— ИНСТРУКЦИИ К РАБОТЕ —
**a)** Перепишите отрывок о фильмах от слов «По дороге авторы» до слов «в нашем сознании.» включительно, подставив «геологом» вместо «археологом».
**b)** Пожалуйста, ответьте коротко по отрывку о фильмах:
(i) Кем оказывается немолодой мужчина, которого подсаживают к героине?
(ii) Какая актриса играет Наталку?
(iii) Где приходится ночевать Славе Карасеву?
**c)** Допишите к отрывку о фильмах следующую часть, начав сразу после его последнего предложения.

— ИСХОДНЫЙ ОТРЫВОК —
--
Дальше женщина направляется к начальнику цеха, подает ему заявление об отпуске и едет к себе домой — не в общежитие и не в многоквартирный дом бетонно-блочного типа, а в тихую песенную украинскую хатку.
По дороге авторы сразу круто берут сюжет за рога и подсаживают к симпатичной незамужней героине довольно неловкого немолодого мужчину, который оказывается археологом. Потом он выступит по ходу действия, так сказать, в двух ипостасях — чтобы интриговать зрителя по матримониальной линии и чтобы вводить героиню в мир широких исторических параллелей.
Однако же пока что никакой иронии фильм в нас не вызывает. Напротив, мы смотрим на Наталку (актриса Наталья Наум) с явной симпатией. В ее милом, усталом лице столько теплоты, обаяния. Эта женщина из тех, которые десятками и сотнями ежедневно мелькают мимо нас в троллейбусах, электричках, в магазинных очередях, ни на минуту не задерживая на себе наш взгляд. Но потом, остывши от житейской сутолоки, мы вспомним это простое симпатичное лицо, незаметно отпечатавшееся в нашем сознании.
...Столь же подчеркнуто просто начнется и наше знакомство со Славой Карасевым, героем фильма «Еще можно успеть». Мы увидим, как усталый ночной автобус подъедет к конечной остановке, и вдруг, когда дверь уже будет готова захлопнуться, с последнего кресла поднимется светлая, всклокоченная голова. Это и будет Слава Карасев, инструктор обкома комсомола, впо-следствии комсорг молодежной стройки. Оказывается, он вернулся из командировки, а в квартире у него обретаются знакомые парень с девушкой. Так что Славе приходится ночевать на вокзале. Пассажиры едва ли не ходят по нему ногами, и вся эта сцена на вокзале, слепленная из мелких, точных деталей, вполне сегодняшняя и узнаваемая.
--
— ИСХОДНЫЕ ДАННЫЕ —

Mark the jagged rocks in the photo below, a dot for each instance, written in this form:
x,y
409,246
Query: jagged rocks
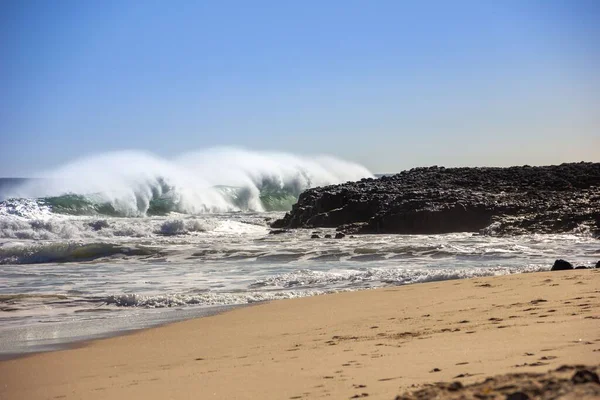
--
— ОТВЕТЫ К ЗАДАНИЯМ —
**a)**
По дороге авторы сразу круто берут сюжет за рога и подсаживают к симпатичной незамужней героине довольно неловкого немолодого мужчину, который оказывается геологом. Потом он выступит по ходу действия, так сказать, в двух ипостасях — чтобы интриговать зрителя по матримониальной линии и чтобы вводить героиню в мир широких исторических параллелей.
Однако же пока что никакой иронии фильм в нас не вызывает. Напротив, мы смотрим на Наталку (актриса Наталья Наум) с явной симпатией. В ее милом, усталом лице столько теплоты, обаяния. Эта женщина из тех, которые десятками и сотнями ежедневно мелькают мимо нас в троллейбусах, электричках, в магазинных очередях, ни на минуту не задерживая на себе наш взгляд. Но потом, остывши от житейской сутолоки, мы вспомним это простое симпатичное лицо, незаметно отпечатавшееся в нашем сознании.

**b)**
(i) Археологом.
(ii) Наталья Наум.
(iii) На вокзале.

**c)**
Нем вполне симпатичен поначалу и сам Слава, этакий неброский, скромный парнишка.
Но эти наши первые впечатления от Славы в корне противоречат поступкам, которые заставляют его совершать сценаристы.
Нас, например, несколько настораживает тот факт, что Слава может подойти к совершенно незнакомому человеку и начать выяснять, что у того случилось с женой и почему он ей посылает цветы по ходу следования поезда. Ну, скажите, как бы вы отнеслись к такому, мягко говоря, вмешательству в вашу личную жизнь?
Слава, правда, не просто любопытствует. Он ведет парня в обком, а утром начинает хлопотать, чтобы этому молодому специалисту дали командировку съездить к жене выяснить отношения. На это ему вполне резонно замечают, что если всем, кому нужно выяснить отношения, давать командировки... и т. д.
По правде говоря, мы, простые зрители и простые командированные, здесь тоже окажемся на стороне житейской бюрократии. Да и назойливость Славина раздражает. Вам не приходилось замечать, что даже случайный прохожий на улице, сообщивший, что у вас отпоролась подкладка, вызывает порой чувство неприязни, хотя объективно делает как будто доброе дело.
Кстати, в картине «Повесть о женщине» Наталка Нечай произносит очень важную для обоих фильмов фразу: «Душа не проходной двор». Она говорит эти слова писателю (артист И. Миколайчук), который примерно так же, как Слава Карасев, преследует героиню своим доброжелательным любопытством.
Беседа с писателем идет в космических категориях.
«Видите ли, мы живем во время, когда создается новая цивилизация человечества. И вот Днепрогэс — один из первых ее памятников. Вы живете под его знаком».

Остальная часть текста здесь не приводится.